Danske Bank does not issue £5 notes, but a special commemorative £5 note was issued by the Northern Bank to mark the Year 2000. Uniquely among sterling notes, this was a vertical polymer banknote, printed by the Canadian Bank Note Company (CBN) on Australian synthetic polymer substrate instead of paper, making Northern Ireland the only part of the UK to have issued a plastic banknote prior to Scotland & England issuing the £5 polymer notes in Autumn 2016. It is the only one of the bank's pre-2004 notes still in circulation; all others were recalled following the 2004 robbery.

As promissory notes, the current issue of the banknotes bear the inscription below the Danske Bank logo, "a trading name of Northern Bank Limited which promises to pay the bearer on demand", followed by the monetary value of the note. Most Northern Bank banknotes feature an illustration on the reverse side of the portico of Belfast City Hall, sculpted by F. W. Pomeroy. The front of most notes depict a range of notable people associated with industry in Northern Ireland. The designs currently in circulation are:

| Denomination | Obverse illustration | Significance | Notes |
|---|---|---|---|
| £5 | US Space Shuttle |  | Northern Bank polymer note |
| £10 | J. B. Dunlop | Inventor of the first pneumatic tyre in Belfast, 1887 | Reissued as Danske Bank note |
| £20 | Harry Ferguson | Inventor of the Ferguson P99 Formula One racing car, the Ferguson Tractor and the first Irish aviator | Reissued as Danske Bank note |
| £50 | Sir Samuel Cleland Davidson | Founder of the Belfast Sirocco Works and pioneer of air conditioning | Northern Bank note, to be withdrawn |
| £100 | Sir James Martin | Inventor of the aircraft ejector seat, | Northern Bank note, to be withdrawn |

=== 2005 reissue ===

An old design £20 Northern Bank note withdrawn in 2005.

******

> _Assigned task 1_: Render this sentence from the passage on Northern Bank notes in Spanish: "It is the only one of the bank's pre-2004 notes still in circulation; all others were recalled following the 2004 robbery."
> _Assigned task 2_: According to the passage on Northern Bank notes, which company printed the commemorative £5 polymer note?
The listing that comes next is separate material and has no connection to the passage on Northern Bank notes.

******

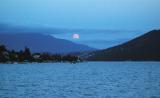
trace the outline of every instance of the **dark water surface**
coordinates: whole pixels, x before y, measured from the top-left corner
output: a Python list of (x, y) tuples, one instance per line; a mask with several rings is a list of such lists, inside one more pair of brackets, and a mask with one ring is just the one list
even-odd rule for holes
[(160, 98), (160, 62), (0, 64), (0, 98)]

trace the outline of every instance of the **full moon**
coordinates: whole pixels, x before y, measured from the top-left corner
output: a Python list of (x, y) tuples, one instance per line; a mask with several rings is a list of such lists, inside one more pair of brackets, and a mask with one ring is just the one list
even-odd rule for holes
[(79, 34), (73, 34), (73, 35), (72, 35), (72, 38), (73, 38), (73, 39), (79, 39), (80, 36), (79, 36)]

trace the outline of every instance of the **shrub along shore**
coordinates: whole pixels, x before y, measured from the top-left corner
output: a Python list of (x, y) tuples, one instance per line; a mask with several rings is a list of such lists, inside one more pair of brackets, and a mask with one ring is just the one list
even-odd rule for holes
[(32, 62), (81, 62), (78, 56), (61, 55), (51, 53), (31, 53), (30, 49), (25, 47), (24, 50), (15, 51), (7, 50), (4, 45), (0, 45), (0, 63), (32, 63)]

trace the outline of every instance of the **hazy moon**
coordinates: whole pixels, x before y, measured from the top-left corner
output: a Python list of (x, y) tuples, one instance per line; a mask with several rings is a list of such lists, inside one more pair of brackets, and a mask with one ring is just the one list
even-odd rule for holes
[(73, 39), (79, 39), (80, 36), (79, 36), (79, 34), (73, 34), (73, 35), (72, 35), (72, 38), (73, 38)]

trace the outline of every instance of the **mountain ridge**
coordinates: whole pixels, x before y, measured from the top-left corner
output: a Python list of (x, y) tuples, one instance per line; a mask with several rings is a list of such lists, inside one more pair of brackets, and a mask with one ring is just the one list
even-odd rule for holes
[(126, 43), (95, 51), (89, 61), (160, 60), (160, 30), (152, 30)]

******

> _Expected output 1_: Es el único de los billetes del banco anteriores a 2004 que sigue en circulación; todos los demás fueron retirados tras el robo de 2004.

> _Expected output 2_: The Canadian Bank Note Company (CBN).